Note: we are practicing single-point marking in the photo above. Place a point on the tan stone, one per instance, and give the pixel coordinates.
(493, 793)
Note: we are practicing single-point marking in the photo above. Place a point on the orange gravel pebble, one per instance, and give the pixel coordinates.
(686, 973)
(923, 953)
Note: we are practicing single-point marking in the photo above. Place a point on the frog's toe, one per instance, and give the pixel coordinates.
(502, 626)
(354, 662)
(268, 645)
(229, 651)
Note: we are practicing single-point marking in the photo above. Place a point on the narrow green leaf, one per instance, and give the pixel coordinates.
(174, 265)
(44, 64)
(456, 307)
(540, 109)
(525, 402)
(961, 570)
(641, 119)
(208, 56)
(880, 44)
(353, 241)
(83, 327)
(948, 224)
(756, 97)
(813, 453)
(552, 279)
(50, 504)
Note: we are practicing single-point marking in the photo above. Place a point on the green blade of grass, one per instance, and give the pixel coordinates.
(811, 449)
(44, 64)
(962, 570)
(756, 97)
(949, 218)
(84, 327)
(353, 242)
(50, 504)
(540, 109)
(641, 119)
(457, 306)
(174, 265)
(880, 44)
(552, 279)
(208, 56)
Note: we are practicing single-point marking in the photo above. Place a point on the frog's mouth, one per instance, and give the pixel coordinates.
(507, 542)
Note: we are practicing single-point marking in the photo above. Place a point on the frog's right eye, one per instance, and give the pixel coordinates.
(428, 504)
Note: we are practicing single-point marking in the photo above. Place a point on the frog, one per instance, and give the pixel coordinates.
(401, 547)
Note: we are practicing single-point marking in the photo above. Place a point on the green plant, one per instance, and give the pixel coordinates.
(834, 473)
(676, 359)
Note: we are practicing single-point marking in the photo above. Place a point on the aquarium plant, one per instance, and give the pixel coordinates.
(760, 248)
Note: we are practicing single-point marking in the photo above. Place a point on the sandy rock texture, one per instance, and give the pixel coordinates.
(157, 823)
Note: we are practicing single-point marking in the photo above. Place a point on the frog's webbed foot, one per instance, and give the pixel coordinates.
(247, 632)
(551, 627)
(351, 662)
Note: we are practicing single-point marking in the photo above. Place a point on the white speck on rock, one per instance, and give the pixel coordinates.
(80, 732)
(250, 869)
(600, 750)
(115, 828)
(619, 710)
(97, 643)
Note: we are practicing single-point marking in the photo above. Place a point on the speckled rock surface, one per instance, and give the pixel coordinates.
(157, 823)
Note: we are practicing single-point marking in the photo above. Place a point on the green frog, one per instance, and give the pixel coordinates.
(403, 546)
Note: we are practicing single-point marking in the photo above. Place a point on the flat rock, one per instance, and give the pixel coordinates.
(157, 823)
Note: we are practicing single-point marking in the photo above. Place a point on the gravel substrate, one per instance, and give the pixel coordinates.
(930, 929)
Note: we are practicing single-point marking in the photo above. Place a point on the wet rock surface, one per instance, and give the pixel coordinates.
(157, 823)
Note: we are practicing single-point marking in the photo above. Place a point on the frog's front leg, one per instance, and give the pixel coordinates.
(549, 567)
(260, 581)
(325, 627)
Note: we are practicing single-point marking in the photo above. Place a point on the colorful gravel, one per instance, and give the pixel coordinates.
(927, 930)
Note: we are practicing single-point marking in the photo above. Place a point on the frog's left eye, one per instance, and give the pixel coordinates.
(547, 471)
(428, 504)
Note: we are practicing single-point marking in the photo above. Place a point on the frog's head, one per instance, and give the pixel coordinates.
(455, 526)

◇ ◇ ◇

**Aim of the exercise**: Word for word, the whole listing should be given again.

**Solution to the exercise**:
Note: we are practicing single-point marking in the photo above. Place a point on the tan stone, one per instance, and give the pixel coordinates.
(493, 793)
Note: we are practicing single-point marking in the photo above. Place a point on the orange gravel pebble, one per instance, and give the pixel coordinates.
(686, 973)
(923, 953)
Note: we are practicing single-point marking in the photo above. Place a point on the frog's toe, one per instance, and give the pixel coordinates.
(502, 626)
(354, 662)
(268, 645)
(229, 651)
Note: we are practicing single-point marking in the photo above. Place a point on the narrow green leaf, one per instance, and give the pixel coordinates.
(174, 265)
(44, 64)
(456, 307)
(540, 109)
(525, 402)
(961, 570)
(641, 119)
(208, 56)
(880, 44)
(353, 241)
(83, 327)
(948, 224)
(756, 97)
(813, 453)
(552, 279)
(50, 504)
Note: we are practicing single-point marking in the photo above. Place a point on the green blade of grass, one per instance, and give the pixel coordinates.
(811, 449)
(44, 64)
(962, 570)
(756, 97)
(949, 218)
(84, 327)
(353, 242)
(50, 504)
(540, 109)
(641, 119)
(457, 306)
(174, 265)
(880, 44)
(552, 279)
(208, 56)
Note: we are practicing single-point marking in the photo above. Place a point on the frog's mouth, one per instance, and give the pixel coordinates.
(507, 542)
Note: we are practicing single-point marking in the photo above. Place a point on the frog's right eye, one per instance, and give the pixel coordinates.
(428, 504)
Note: we are practicing single-point marking in the photo above. Place a point on the frog, one per instance, and give the pixel coordinates.
(401, 547)
Note: we are practicing single-point marking in the photo above. Place a point on the green plant, one per instance, and give the pixel coordinates.
(834, 473)
(676, 359)
Note: we are practicing single-point marking in the photo above. Place a point on the aquarium plant, one per instance, and give the pixel coordinates.
(760, 248)
Note: we are practicing single-point marking in the photo above. Place a point on the sandy rock texture, one per instance, and give the pixel coordinates.
(157, 823)
Note: we are practicing single-point marking in the photo above. Place a point on the frog's webbed foot, one per instance, and give the pixel coordinates.
(247, 632)
(551, 627)
(351, 662)
Note: we are practicing single-point marking in the photo above. Place a point on the white speck on rock, one per instance, and give the pixel coordinates.
(80, 732)
(250, 869)
(600, 750)
(115, 828)
(619, 710)
(97, 643)
Note: we are practicing single-point marking in the photo above. Place a point on the speckled rock surface, one per instance, and give the pixel coordinates.
(157, 823)
Note: we are practicing single-point marking in the photo above. Place a point on the green frog, one per instance, and give the pixel coordinates.
(403, 546)
Note: we are practicing single-point marking in the photo above. Place a point on the flat rock, one per instance, and give the pixel coordinates.
(157, 823)
Note: we are practicing single-point marking in the photo above. Place a point on the gravel substrate, one per instance, and give the pixel coordinates.
(930, 929)
Note: we are practicing single-point marking in the photo above. Place a point on the wet rock surface, one per instance, and give the pixel coordinates.
(157, 823)
Note: we are practicing single-point marking in the photo above. Place a point on the frog's front leg, one per instance, and give the pixel coordinates.
(549, 567)
(260, 581)
(325, 627)
Note: we are practicing single-point marking in the photo above. Place a point on the colorful gravel, one per instance, and give the pixel coordinates.
(927, 930)
Note: we are practicing single-point marking in the photo above. Place a point on the frog's left eye, one per instance, and give the pixel coordinates.
(547, 471)
(428, 504)
Note: we are practicing single-point marking in the photo above. Place a point on the frog's head, one per instance, and give the pixel coordinates.
(455, 526)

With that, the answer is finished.